Collected data entries:
%%

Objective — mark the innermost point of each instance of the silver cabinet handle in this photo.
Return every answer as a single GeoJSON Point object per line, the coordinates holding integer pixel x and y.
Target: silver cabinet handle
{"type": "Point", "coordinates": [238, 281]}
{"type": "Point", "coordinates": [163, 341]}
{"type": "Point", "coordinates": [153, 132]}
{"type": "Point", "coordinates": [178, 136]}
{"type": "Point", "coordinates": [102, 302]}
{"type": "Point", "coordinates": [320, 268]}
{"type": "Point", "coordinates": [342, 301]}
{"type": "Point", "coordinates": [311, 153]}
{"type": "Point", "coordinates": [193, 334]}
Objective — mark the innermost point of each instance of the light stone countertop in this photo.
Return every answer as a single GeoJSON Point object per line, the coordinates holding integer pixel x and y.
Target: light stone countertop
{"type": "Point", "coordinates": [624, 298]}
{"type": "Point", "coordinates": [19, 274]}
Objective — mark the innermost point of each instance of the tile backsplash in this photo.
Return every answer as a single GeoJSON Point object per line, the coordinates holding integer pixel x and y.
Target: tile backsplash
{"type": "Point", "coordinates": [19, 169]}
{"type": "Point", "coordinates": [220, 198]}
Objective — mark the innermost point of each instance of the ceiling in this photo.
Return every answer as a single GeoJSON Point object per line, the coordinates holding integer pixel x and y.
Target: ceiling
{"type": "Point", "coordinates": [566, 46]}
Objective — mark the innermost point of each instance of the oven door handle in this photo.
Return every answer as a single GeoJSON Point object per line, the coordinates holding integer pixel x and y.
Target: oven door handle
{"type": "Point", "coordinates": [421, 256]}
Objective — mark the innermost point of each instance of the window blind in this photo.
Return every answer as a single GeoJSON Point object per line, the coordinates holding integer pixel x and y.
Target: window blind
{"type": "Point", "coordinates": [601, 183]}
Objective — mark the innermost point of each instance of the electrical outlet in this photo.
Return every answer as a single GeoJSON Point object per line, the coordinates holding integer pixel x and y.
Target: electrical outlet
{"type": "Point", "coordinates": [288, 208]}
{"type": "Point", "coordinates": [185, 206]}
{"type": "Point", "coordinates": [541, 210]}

%%

• THE PROBLEM: An exact repetition of all the entries is required.

• OUTPUT BELOW:
Objective — mark the innermost point of each instance of the silver cabinet handle in this photo.
Return every answer as a single GeoJSON Point object per line, the coordinates holding integer pixel x and y.
Target: silver cabinet handle
{"type": "Point", "coordinates": [238, 281]}
{"type": "Point", "coordinates": [163, 341]}
{"type": "Point", "coordinates": [153, 132]}
{"type": "Point", "coordinates": [178, 136]}
{"type": "Point", "coordinates": [102, 302]}
{"type": "Point", "coordinates": [320, 268]}
{"type": "Point", "coordinates": [342, 301]}
{"type": "Point", "coordinates": [311, 153]}
{"type": "Point", "coordinates": [193, 334]}
Objective — mark the innermost point of each instance of the light stone countertop in this photo.
Return every answer as a single GeoJSON Point object per line, the coordinates holding integer pixel x and y.
Target: light stone countertop
{"type": "Point", "coordinates": [624, 298]}
{"type": "Point", "coordinates": [19, 274]}
Objective — mark the innermost point of each instance of the tile backsplash in this photo.
Return every answer as a single GeoJSON Point object per line, the coordinates holding integer pixel x and y.
Target: tile backsplash
{"type": "Point", "coordinates": [19, 169]}
{"type": "Point", "coordinates": [220, 198]}
Objective — mark the innermost point of each instance of the ceiling in this photo.
Return every answer as a single GeoJSON Point object per line, the coordinates holding integer pixel x and y.
Target: ceiling
{"type": "Point", "coordinates": [566, 46]}
Objective — mark the innermost point of each instance of the oven door handle in this photo.
Return every answer as a single GeoJSON Point object per line, the coordinates holding integer pixel x and y.
Target: oven door handle
{"type": "Point", "coordinates": [421, 256]}
Objective — mark the innermost point of each instance of the window blind in this photo.
Return every answer as a single GeoJSON Point object per line, the coordinates holding integer pixel x and y.
Target: window blind
{"type": "Point", "coordinates": [601, 183]}
Objective — mark the innermost point of each instance of the electrical outlet in this photo.
Return every answer as a single GeoJSON Point object per line, the coordinates holding integer pixel x and y.
Target: electrical outlet
{"type": "Point", "coordinates": [288, 208]}
{"type": "Point", "coordinates": [185, 206]}
{"type": "Point", "coordinates": [541, 210]}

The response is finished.